**課題 1:** 肝・胆の邪実に関する文章を、「臓腑の正虚・邪実について(肝・胆の邪実)」を含む語句から書き写し始め、「これも脾らせたり、不眠を引き起こすので肝血・肝陰も消耗し正虚も引き起こす。」まで写したところで終えてください。
**課題 2:** 肝・胆の邪実に関する文章にある「長期の邪実は全て正虚を伴うことになるのでそこも考慮した治療が必要となりますね。」という一文を英語に訳してください。

**提示文:**
____
臓腑の正虚・邪実について(肝・胆の邪実)
肝気鬱結
怒りやストレスなどにより肝の五臓六腑をスムーズに働かせる機能が低下して気の巡りが悪くなっている状態、長期にわたると肝血・肝陰も消耗し正虚も引き起こす。
肝火上炎
より強い怒りやストレスにより肝気鬱結から熱に発展したもの、頭部の熱症状(目の充血、強い耳鳴り、イライラ、口の渇き、鼻血など)口の苦み、便秘、脇肋部の灼熱痛などを起こす。こちらはより肝血・肝陰を消耗しやすく正虚も引き起こす。
肝胆湿熱
外邪による湿熱、甘いものや脂っこい物の食べ過ぎ、脾が弱ることによって生じた痰湿が詰まって熱化、脾が作った痰湿と肝熱が結合するなどで生じ
肝胆や肝胆の経絡上に症状が出る。
黄疸、脇肋部の灼熱性脹痛、口の粘り、苦み、粘った下痢、黄色いおりもの、陰嚢の腫れ、痔など
これも脾が弱ったり、外邪が原因なので肝血・肝陰も消耗し正虚も引き起こす。
胆鬱痰擾
胆気の鬱滞により生じた熱により津液が煮詰まり痰になりその痰と熱が結びついて起こり状態
びくびくする・驚きやすい・動悸・不眠・口が苦い・嘔吐・脇肋部が脹る・めまいなどが起こる
これも脾らせたり、不眠を引き起こすので肝血・肝陰も消耗し正虚も引き起こす。
長期の邪実は全て正虚を伴うことになるのでそこも考慮した治療が必要となりますね。
また肝胆の実邪は熱が絡むのが特徴ゆえに
潤いや血の不足が主体の肝の正虚との相性がよく
正虚が有ることにより実邪がパワーアップする。
最悪のサイクルを作り出しますね。
____
**提供情報:**
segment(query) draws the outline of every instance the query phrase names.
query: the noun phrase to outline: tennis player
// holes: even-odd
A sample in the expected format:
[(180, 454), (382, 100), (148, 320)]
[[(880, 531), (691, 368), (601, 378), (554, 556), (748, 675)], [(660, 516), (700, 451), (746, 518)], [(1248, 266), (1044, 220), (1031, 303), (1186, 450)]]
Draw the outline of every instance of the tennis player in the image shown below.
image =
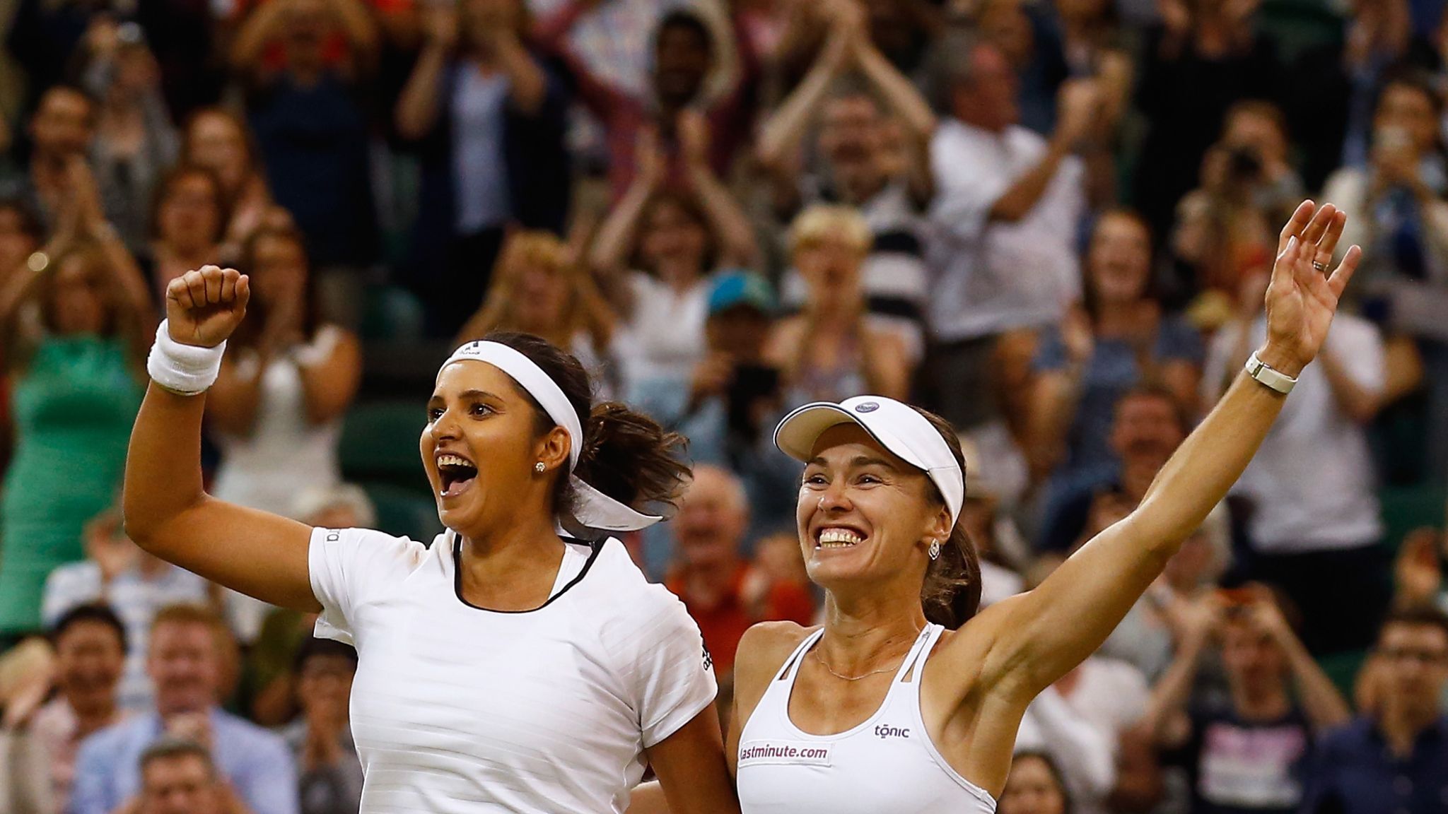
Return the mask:
[(201, 394), (248, 297), (217, 267), (167, 288), (126, 530), (356, 646), (362, 811), (621, 813), (646, 762), (673, 811), (738, 811), (699, 630), (607, 537), (672, 501), (679, 439), (591, 406), (573, 356), (498, 335), (458, 349), (427, 403), (432, 545), (226, 504), (201, 488)]
[[(1141, 505), (1034, 591), (979, 616), (948, 424), (879, 397), (801, 407), (775, 440), (807, 463), (798, 530), (825, 623), (765, 623), (736, 662), (728, 753), (746, 814), (989, 814), (1027, 705), (1116, 627), (1241, 475), (1322, 346), (1361, 251), (1297, 207), (1267, 291), (1267, 342)], [(1271, 511), (1264, 505), (1261, 511)]]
____
**回答 1:**
臓腑の正虚・邪実について(肝・胆の邪実)
肝気鬱結
怒りやストレスなどにより肝の五臓六腑をスムーズに働かせる機能が低下して気の巡りが悪くなっている状態、長期にわたると肝血・肝陰も消耗し正虚も引き起こす。
肝火上炎
より強い怒りやストレスにより肝気鬱結から熱に発展したもの、頭部の熱症状(目の充血、強い耳鳴り、イライラ、口の渇き、鼻血など)口の苦み、便秘、脇肋部の灼熱痛などを起こす。こちらはより肝血・肝陰を消耗しやすく正虚も引き起こす。
肝胆湿熱
外邪による湿熱、甘いものや脂っこい物の食べ過ぎ、脾が弱ることによって生じた痰湿が詰まって熱化、脾が作った痰湿と肝熱が結合するなどで生じ
肝胆や肝胆の経絡上に症状が出る。
黄疸、脇肋部の灼熱性脹痛、口の粘り、苦み、粘った下痢、黄色いおりもの、陰嚢の腫れ、痔など
これも脾が弱ったり、外邪が原因なので肝血・肝陰も消耗し正虚も引き起こす。
胆鬱痰擾
胆気の鬱滞により生じた熱により津液が煮詰まり痰になりその痰と熱が結びついて起こり状態
びくびくする・驚きやすい・動悸・不眠・口が苦い・嘔吐・脇肋部が脹る・めまいなどが起こる
これも脾らせたり、不眠を引き起こすので肝血・肝陰も消耗し正虚も引き起こす。

**回答 2:** Since any long-standing pathogenic excess is always accompanied by a deficiency of healthy qi, treatment that takes that into account is needed as well.